START DATA EXTRACT

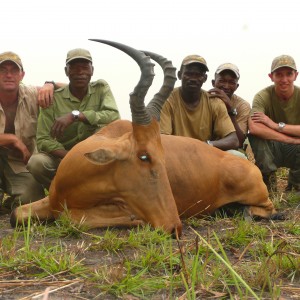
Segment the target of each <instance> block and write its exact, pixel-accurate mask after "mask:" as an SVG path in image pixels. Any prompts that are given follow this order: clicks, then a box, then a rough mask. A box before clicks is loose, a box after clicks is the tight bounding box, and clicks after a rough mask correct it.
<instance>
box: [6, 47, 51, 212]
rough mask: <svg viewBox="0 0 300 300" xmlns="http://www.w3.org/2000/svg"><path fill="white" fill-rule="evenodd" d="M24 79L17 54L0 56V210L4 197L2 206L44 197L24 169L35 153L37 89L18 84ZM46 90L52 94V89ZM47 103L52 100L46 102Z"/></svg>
mask: <svg viewBox="0 0 300 300" xmlns="http://www.w3.org/2000/svg"><path fill="white" fill-rule="evenodd" d="M24 75H25V72H24V68H23V64H22V61H21V59H20V57H19V56H18V55H17V54H15V53H13V52H4V53H1V54H0V181H1V183H0V207H1V204H2V200H3V196H4V193H7V194H8V195H10V196H11V197H10V198H9V199H10V200H9V201H8V200H7V201H5V203H6V206H7V205H8V204H9V205H12V204H14V203H15V204H17V203H18V202H21V203H28V202H31V201H35V200H38V199H40V198H42V197H43V196H44V190H43V188H42V186H41V185H40V184H38V183H37V182H36V181H35V180H34V178H33V177H32V176H31V174H30V173H29V172H28V170H27V169H26V164H27V162H28V160H29V158H30V156H31V155H32V154H33V153H34V152H35V151H36V143H35V135H36V125H37V117H38V113H39V106H38V91H39V88H38V87H33V86H27V85H24V84H22V83H21V81H22V79H23V78H24ZM50 90H51V91H53V87H51V89H50ZM51 99H52V96H51V97H50V98H49V99H48V100H49V102H50V101H51ZM48 104H49V103H48Z"/></svg>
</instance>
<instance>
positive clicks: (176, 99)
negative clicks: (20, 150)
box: [160, 55, 239, 152]
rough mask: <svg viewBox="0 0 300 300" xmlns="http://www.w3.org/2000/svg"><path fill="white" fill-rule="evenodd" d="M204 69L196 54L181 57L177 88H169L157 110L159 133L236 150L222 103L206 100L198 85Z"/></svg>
mask: <svg viewBox="0 0 300 300" xmlns="http://www.w3.org/2000/svg"><path fill="white" fill-rule="evenodd" d="M207 71H208V68H207V64H206V61H205V59H204V58H203V57H201V56H199V55H189V56H187V57H186V58H185V59H184V60H183V62H182V65H181V68H180V70H179V72H178V78H179V79H180V80H181V82H182V84H181V87H179V88H175V89H174V90H173V92H172V93H171V95H170V97H169V98H168V100H167V101H166V102H165V104H164V106H163V108H162V111H161V119H160V127H161V132H162V133H163V134H172V135H181V136H186V137H192V138H196V139H199V140H201V141H204V142H206V143H208V144H209V145H211V146H214V147H217V148H219V149H221V150H231V149H237V148H238V145H239V141H238V138H237V135H236V132H235V128H234V126H233V124H232V121H231V119H230V117H229V115H228V113H227V109H226V106H225V104H224V103H223V101H222V100H221V99H219V98H214V99H210V95H209V94H208V92H206V91H204V90H203V89H202V88H201V87H202V85H203V83H204V82H205V81H206V79H207V75H206V72H207ZM235 152H237V151H235Z"/></svg>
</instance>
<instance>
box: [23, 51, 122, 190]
mask: <svg viewBox="0 0 300 300" xmlns="http://www.w3.org/2000/svg"><path fill="white" fill-rule="evenodd" d="M93 72H94V67H93V60H92V57H91V54H90V52H89V51H88V50H85V49H81V48H77V49H73V50H70V51H69V52H68V53H67V58H66V66H65V73H66V76H67V77H68V78H69V84H68V85H66V86H64V87H61V88H59V89H57V90H56V91H55V93H54V101H53V104H52V105H51V106H49V107H48V108H45V109H43V110H41V112H40V116H39V119H38V128H37V146H38V150H39V153H38V154H35V155H33V156H32V157H31V158H30V160H29V162H28V166H27V167H28V169H29V171H30V172H31V174H32V175H33V176H34V177H35V178H36V180H38V181H39V182H40V183H41V184H42V185H43V186H44V187H45V188H47V189H49V186H50V183H51V181H52V179H53V177H54V176H55V174H56V170H57V167H58V165H59V163H60V161H61V160H62V159H63V158H64V157H65V155H66V154H67V153H68V151H69V150H70V149H71V148H72V147H73V146H74V145H76V144H77V143H79V142H81V141H82V140H84V139H86V138H87V137H89V136H91V135H92V134H94V133H95V132H96V131H98V130H99V129H101V128H102V127H104V126H105V125H107V124H109V123H110V122H112V121H114V120H117V119H119V118H120V115H119V112H118V108H117V105H116V102H115V99H114V96H113V94H112V92H111V89H110V87H109V85H108V83H107V82H106V81H104V80H102V79H100V80H98V81H94V82H90V81H91V78H92V76H93ZM78 171H80V170H78Z"/></svg>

END DATA EXTRACT

From the opening line of the entries, copy each line exactly until the line with "box: [160, 55, 239, 152]", which is copied as well; leave out pictures.

## ANSWER SPACE
Segment the target of each <instance> block and write its exact, pixel-accurate mask after "mask:" as an SVG path in image pixels. Any prompts that are given follow this order: clicks, then a box, then a rough mask. A box before clicks is loose, a box after clicks is the tight bounding box, and clicks after a rough mask correct it.
<instance>
box: [6, 47, 51, 212]
rough mask: <svg viewBox="0 0 300 300" xmlns="http://www.w3.org/2000/svg"><path fill="white" fill-rule="evenodd" d="M24 79L17 54L0 56V210L4 197L2 206L44 197L24 169L35 153L37 89L18 84ZM46 90L52 94V89ZM47 103L52 100L46 102Z"/></svg>
mask: <svg viewBox="0 0 300 300" xmlns="http://www.w3.org/2000/svg"><path fill="white" fill-rule="evenodd" d="M24 75H25V72H24V68H23V64H22V61H21V59H20V57H19V56H18V55H17V54H15V53H13V52H4V53H1V54H0V181H1V183H0V207H1V204H2V200H3V196H4V193H7V194H8V195H10V196H11V197H10V198H9V199H10V200H9V201H8V200H7V201H5V203H6V206H7V205H8V204H9V205H12V204H14V203H15V204H17V203H18V202H21V203H28V202H31V201H35V200H38V199H40V198H42V197H43V196H44V190H43V188H42V186H41V185H40V184H38V183H37V182H36V181H35V180H34V178H33V177H32V176H31V174H30V173H29V172H28V170H27V169H26V164H27V162H28V160H29V158H30V156H31V155H32V154H33V153H34V152H35V151H36V143H35V135H36V125H37V117H38V113H39V106H38V91H39V88H38V87H33V86H27V85H24V84H22V83H21V81H22V79H23V78H24ZM50 90H51V91H53V87H51V89H50ZM51 99H52V96H51V97H50V98H49V99H48V100H49V102H50V101H51ZM48 104H49V103H48Z"/></svg>
</instance>
<instance>
positive clicks: (176, 99)
negative clicks: (20, 150)
box: [160, 55, 239, 152]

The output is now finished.